Background information
- Born: Regina Aparecida Saraiva 1 September 1968 (age 57) Sorocaba, São Paulo, Brazil
- Genres: Dance, Eurodance
- Occupations: Vocalist, actress, dancer
- Instrument: Vocals
- Years active: 1995–present
- Labels: Discomagic, Nitelife, Do It Yourself, Sony

= Regina "Queen" Saraiva =

Regina Aparecida "Queen" Saraiva (born September 1, 1968, Sorocaba, São Paulo, Brazil), also known as Regina, Queen Regina, or Jean Jane, is a Brazilian-born Italian eurodance vocalist, dancer and actress who scored several hits across Europe from 1997 to 2003. She lives in Milan, Italy, where she is a part of the gospel choir that is featured on Piero Chiambretti’s program Markette which broadcasts by La7 as well as performing new material. She was also a member of the Brazilian dance act Forbidden Fruit from 1989 to 1995. "Day by Day" was her only big hit in the United States, peaking at #11 on Billboard Magazine's Hot Dance Music/Club Play chart in 1997.

== Discography ==
=== Singles ===
- "You Got Me Now" (as F.M. presents Jean Jane) (1994)
- "Take Me Up" (as Jean Jane) (1994)
- "Party Town" (as Jean Jane) (1994)
- "Killing Me Softly" (1996)
- "Day by Day" (1997)
- "Stranger in Paradise" (With Xpone, billed as "Queen Regina") (1997)
- "Close the door"
- What Can You Do (1998)
- "You and Me" (2000)
- "You Don't Fool Me" (2001)
- "Secret Mission" (2000)
- "I'm Back" (2002)
- "Up / You and I" (2007)
- "Time Shine" (Feat Musta y Capasso) (2011)
- "Imaginaçao" (2013)
- "The Girl From Ipanema" (2014)
- "Ibiza Vibe" (2016)

Note: Billboard incorrectly lists "Day By Day" as a 1997 hit for American singer Regina, who had retired from recording at the time.

DATA FOR ANALYSIS:

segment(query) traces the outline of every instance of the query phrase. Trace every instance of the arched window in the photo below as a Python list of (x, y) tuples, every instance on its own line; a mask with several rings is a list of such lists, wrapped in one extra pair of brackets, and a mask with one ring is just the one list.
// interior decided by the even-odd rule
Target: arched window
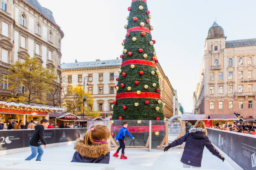
[(251, 64), (252, 62), (252, 60), (251, 59), (251, 57), (250, 57), (248, 58), (248, 61), (247, 62), (248, 65)]
[(233, 65), (233, 60), (232, 58), (228, 59), (228, 65), (230, 66)]
[(49, 32), (49, 41), (51, 42), (52, 38), (52, 37), (51, 36), (51, 33)]
[(24, 27), (26, 27), (26, 18), (23, 15), (21, 15), (21, 25)]
[(243, 64), (243, 58), (241, 57), (238, 59), (238, 65), (242, 65)]
[(219, 65), (219, 62), (218, 60), (214, 60), (214, 66), (217, 66)]
[(36, 25), (36, 33), (38, 35), (40, 35), (40, 26), (39, 24)]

REQUIRED ACTION: Copy the part of the Regina Saraiva profile starting with "- What Can You" and going on through "y Capasso) (2011)". Draw only on the Regina Saraiva profile.

RESULT FOR THIS EXERCISE:
- What Can You Do (1998)
- "You and Me" (2000)
- "You Don't Fool Me" (2001)
- "Secret Mission" (2000)
- "I'm Back" (2002)
- "Up / You and I" (2007)
- "Time Shine" (Feat Musta y Capasso) (2011)